"Space
is a real priority for national security,"
astronaut and alumna Sally Ride told a packed
audience April 10 during the annual Drell Lecture,
sponsored by the Center for International Security
and Cooperation (CISAC). Space has been used for
military purposes for decades, she said, although so
far no weapons have been deployed in space and no
ground weapons have attacked satellites.
That may
change if the Bush administration succeeds in its
hotly debated plan to develop space-based missile
defense systems. As the Drell Lecture promotes
examination of issues in international policy, Ride
took the opportunity to explore technical issues that
might arise if weapons were put into orbit.
"The
policy questions going forward might be sort of
simplistically stated as: Does it make sense for us
to put weapons into space? Does it make sense to
develop anti-satellite weapons, or A-SATs?"

SUPPLIED DATA »

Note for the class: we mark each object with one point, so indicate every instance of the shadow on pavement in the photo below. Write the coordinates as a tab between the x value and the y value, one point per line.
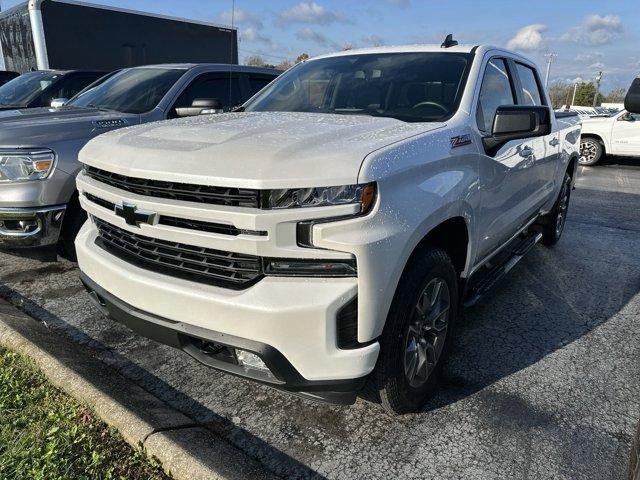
216	423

SET PROBLEM 1 » Translate this sentence from the Drell Lecture report into Spanish: "That may change if the Bush administration succeeds in its hotly debated plan to develop space-based missile defense systems."
SET PROBLEM 2 » Print the part of the Drell Lecture report that begins at the words "astronaut and alumna" and stops after "put into orbit.".

COMPLETE OUTPUT 1 » Eso podría cambiar si el gobierno de Bush logra llevar adelante su muy debatido plan de desarrollar sistemas de defensa antimisiles basados en el espacio.

COMPLETE OUTPUT 2 »
astronaut and alumna Sally Ride told a packed
audience April 10 during the annual Drell Lecture,
sponsored by the Center for International Security
and Cooperation (CISAC). Space has been used for
military purposes for decades, she said, although so
far no weapons have been deployed in space and no
ground weapons have attacked satellites.
That may
change if the Bush administration succeeds in its
hotly debated plan to develop space-based missile
defense systems. As the Drell Lecture promotes
examination of issues in international policy, Ride
took the opportunity to explore technical issues that
might arise if weapons were put into orbit.